• Dataset content:
==================================================

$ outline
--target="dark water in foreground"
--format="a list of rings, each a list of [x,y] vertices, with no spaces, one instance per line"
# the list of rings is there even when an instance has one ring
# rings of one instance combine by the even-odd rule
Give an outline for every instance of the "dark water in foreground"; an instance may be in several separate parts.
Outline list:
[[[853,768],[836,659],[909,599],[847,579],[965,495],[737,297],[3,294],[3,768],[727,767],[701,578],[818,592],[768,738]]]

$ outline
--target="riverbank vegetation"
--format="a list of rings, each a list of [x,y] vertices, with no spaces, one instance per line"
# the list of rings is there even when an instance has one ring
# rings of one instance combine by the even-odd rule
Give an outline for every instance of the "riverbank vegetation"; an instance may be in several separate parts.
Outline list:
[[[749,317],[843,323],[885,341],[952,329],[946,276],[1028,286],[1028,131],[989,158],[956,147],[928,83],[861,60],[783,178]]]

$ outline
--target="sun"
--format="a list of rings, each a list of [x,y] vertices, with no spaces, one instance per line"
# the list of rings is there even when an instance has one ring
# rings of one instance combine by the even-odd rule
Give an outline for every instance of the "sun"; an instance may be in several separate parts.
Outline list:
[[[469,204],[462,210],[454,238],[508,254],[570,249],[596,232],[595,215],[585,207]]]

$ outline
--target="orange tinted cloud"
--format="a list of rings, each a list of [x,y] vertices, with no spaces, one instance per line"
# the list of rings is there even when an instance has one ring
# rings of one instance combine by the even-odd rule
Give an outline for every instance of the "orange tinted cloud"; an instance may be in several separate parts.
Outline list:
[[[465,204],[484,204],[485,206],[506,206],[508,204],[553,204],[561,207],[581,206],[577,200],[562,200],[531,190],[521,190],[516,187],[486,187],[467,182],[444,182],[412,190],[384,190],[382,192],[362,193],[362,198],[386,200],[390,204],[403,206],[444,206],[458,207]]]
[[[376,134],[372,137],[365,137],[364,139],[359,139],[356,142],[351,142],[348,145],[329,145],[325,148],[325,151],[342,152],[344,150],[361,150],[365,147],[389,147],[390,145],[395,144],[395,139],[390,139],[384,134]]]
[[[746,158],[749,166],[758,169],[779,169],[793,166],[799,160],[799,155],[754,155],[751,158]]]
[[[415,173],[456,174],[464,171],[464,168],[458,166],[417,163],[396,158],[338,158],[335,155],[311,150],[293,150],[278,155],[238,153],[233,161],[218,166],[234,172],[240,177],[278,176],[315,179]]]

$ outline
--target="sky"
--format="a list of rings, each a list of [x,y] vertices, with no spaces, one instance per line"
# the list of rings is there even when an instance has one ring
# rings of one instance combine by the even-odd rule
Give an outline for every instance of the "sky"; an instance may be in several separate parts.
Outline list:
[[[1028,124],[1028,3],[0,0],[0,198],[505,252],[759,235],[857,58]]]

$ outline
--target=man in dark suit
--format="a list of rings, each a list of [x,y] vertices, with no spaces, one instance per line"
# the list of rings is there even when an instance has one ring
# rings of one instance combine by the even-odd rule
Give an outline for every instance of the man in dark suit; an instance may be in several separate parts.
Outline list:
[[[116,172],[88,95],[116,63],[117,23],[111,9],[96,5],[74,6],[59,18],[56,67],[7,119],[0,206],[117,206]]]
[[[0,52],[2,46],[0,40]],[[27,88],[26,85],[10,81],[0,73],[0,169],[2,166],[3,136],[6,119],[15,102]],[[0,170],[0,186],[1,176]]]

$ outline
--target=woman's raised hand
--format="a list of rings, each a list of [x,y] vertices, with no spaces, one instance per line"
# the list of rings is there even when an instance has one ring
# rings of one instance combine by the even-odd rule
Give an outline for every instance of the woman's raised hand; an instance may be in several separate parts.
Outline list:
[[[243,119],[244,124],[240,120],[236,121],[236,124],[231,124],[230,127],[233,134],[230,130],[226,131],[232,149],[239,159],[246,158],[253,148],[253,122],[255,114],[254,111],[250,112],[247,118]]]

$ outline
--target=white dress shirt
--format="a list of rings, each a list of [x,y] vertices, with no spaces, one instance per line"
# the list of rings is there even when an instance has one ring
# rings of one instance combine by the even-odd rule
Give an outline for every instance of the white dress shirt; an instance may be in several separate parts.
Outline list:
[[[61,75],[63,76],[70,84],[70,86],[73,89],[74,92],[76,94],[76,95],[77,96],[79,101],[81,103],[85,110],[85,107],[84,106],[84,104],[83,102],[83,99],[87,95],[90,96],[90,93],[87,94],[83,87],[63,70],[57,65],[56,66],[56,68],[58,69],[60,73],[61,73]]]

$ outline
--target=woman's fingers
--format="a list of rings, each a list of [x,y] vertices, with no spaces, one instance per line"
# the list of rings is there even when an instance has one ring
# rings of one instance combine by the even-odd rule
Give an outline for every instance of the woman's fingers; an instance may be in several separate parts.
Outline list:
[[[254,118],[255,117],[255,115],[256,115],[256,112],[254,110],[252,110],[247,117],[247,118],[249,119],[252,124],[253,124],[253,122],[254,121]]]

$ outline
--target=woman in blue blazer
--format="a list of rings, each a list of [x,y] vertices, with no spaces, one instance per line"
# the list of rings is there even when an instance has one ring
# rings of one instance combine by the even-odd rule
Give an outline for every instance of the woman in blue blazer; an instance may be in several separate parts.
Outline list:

==================================================

• Stated goal:
Reproduce the material precisely, including every line.

• Correct result:
$ outline
--target="dark water in foreground"
--format="a list of rings, each a list of [x,y] vertices, with no spaces, one instance per line"
# the list of rings is there even when an instance has one ring
# rings of one instance combine by the even-odd rule
Give an outline for every instance of the "dark water in foreground"; an instance may be in several separate parts.
Outline list:
[[[853,768],[836,659],[909,599],[847,579],[965,495],[737,297],[3,294],[3,768],[727,767],[701,578],[818,592],[768,738]]]

$ outline
--target="riverbank vegetation"
--format="a list of rings, each a list of [x,y] vertices, with no spaces, one instance per line"
# the list of rings is there even when an instance has one ring
# rings of one instance combine by the even-odd rule
Give an outline for every instance of the "riverbank vegetation"; an instance may be in several separate parts.
Outline list:
[[[749,317],[843,323],[885,341],[952,329],[946,276],[1028,286],[1028,131],[989,158],[956,147],[928,83],[861,60],[783,178]]]

$ outline
--target="sun"
--format="a list of rings, each a list of [x,y] vertices, with no spaces, one instance per line"
# the list of rings is there even when an instance has one ring
# rings of one instance combine by the even-odd rule
Give an outline for every instance of the "sun"; an instance may be in several separate parts.
Outline list:
[[[469,204],[462,210],[454,238],[508,254],[570,249],[596,232],[595,215],[585,207]]]

$ outline
--target="orange tinted cloud"
--format="a list of rings, each a list of [x,y] vertices, with no spaces, one instance per line"
# the list of rings is there even when an instance has one ring
# rings of one instance combine by the even-odd rule
Give an outline for every instance of the "orange tinted cloud"; an instance may be in several separate parts.
Outline list:
[[[465,204],[484,204],[485,206],[506,206],[508,204],[553,204],[561,207],[581,206],[577,200],[562,200],[531,190],[521,190],[516,187],[486,187],[467,182],[444,182],[412,190],[384,190],[382,192],[362,193],[362,198],[386,200],[390,204],[403,206],[444,206],[458,207]]]
[[[376,134],[372,137],[365,137],[364,139],[359,139],[356,142],[351,142],[348,145],[329,145],[325,148],[325,151],[342,152],[344,150],[361,150],[365,147],[389,147],[390,145],[395,144],[395,139],[390,139],[384,134]]]
[[[746,158],[749,166],[758,169],[779,169],[793,166],[799,160],[799,155],[754,155],[751,158]]]
[[[415,173],[456,174],[464,171],[464,168],[458,166],[417,163],[396,158],[338,158],[335,155],[311,150],[293,150],[278,155],[238,153],[233,161],[218,166],[234,172],[240,177],[278,176],[315,179]]]

$ outline
--target="sky"
--format="a list of rings, each a list of [x,y] vertices, with no spaces, one instance per line"
# the list of rings is there even when an instance has one ring
# rings of one instance combine by the even-odd rule
Give an outline for every instance of the "sky"; an instance may be in several separate parts.
Outline list:
[[[1028,124],[1028,3],[0,0],[0,198],[505,252],[759,235],[857,58]]]

$ outline
--target=man in dark suit
--format="a list of rings, each a list of [x,y] vertices, with no spaces, one instance per line"
# the list of rings is there even when an instance has one ring
# rings of one instance combine by the even-odd rule
Give an outline for every instance of the man in dark suit; an instance may be in several separate parts.
Outline list:
[[[116,172],[88,95],[116,63],[117,23],[111,9],[96,5],[74,6],[59,18],[56,67],[7,119],[0,206],[117,206]]]
[[[0,52],[2,46],[0,40]],[[27,88],[26,85],[10,81],[0,73],[0,169],[2,166],[3,136],[6,119],[15,102]],[[0,170],[0,186],[1,176]]]

$ outline
--target=woman's raised hand
--format="a list of rings, each a list of [x,y] vertices, with no spaces, one instance per line"
# the list of rings is there even when an instance has one ring
# rings of one instance combine by the even-odd rule
Give an outline for every instance of the woman's raised hand; an instance may be in several separate parts.
Outline list:
[[[243,119],[244,124],[240,120],[236,121],[236,124],[231,124],[230,127],[233,134],[230,130],[226,131],[232,149],[239,159],[246,158],[253,148],[253,122],[255,114],[254,111],[250,112],[247,118]]]

$ outline
--target=white dress shirt
--format="a list of rings, each a list of [x,y] vertices, with no spaces, one instance per line"
# the list of rings is there even when an instance has one ring
# rings of one instance combine by the even-odd rule
Give an outline for every instance of the white dress shirt; an instance may be in several separate parts.
Outline list:
[[[61,75],[63,76],[70,84],[70,86],[73,89],[74,92],[76,94],[76,95],[77,96],[79,101],[81,103],[85,110],[85,107],[84,106],[84,104],[83,102],[83,99],[87,95],[90,96],[90,93],[87,94],[83,87],[63,70],[57,65],[56,66],[56,68],[58,69],[60,73],[61,73]]]

$ outline
--target=woman's fingers
--format="a list of rings, each a list of [x,y] vertices, with no spaces, one instance per line"
# the list of rings is there even when an instance has one ring
# rings of one instance combine by the even-odd rule
Give an outline for every instance of the woman's fingers; an instance may be in several separate parts.
Outline list:
[[[254,118],[255,117],[255,115],[256,115],[256,112],[254,110],[252,110],[247,117],[247,118],[249,119],[252,124],[253,124],[253,122],[254,121]]]

$ outline
--target=woman in blue blazer
--format="a list of rings, each a list of [x,y] vertices, with no spaces, one instance per line"
# the list of rings is there even when an instance has one ring
# rings of one instance combine by the even-odd rule
Give an outline for every instance of the woman in blue blazer; an instance may be in several separate parts.
Outline list:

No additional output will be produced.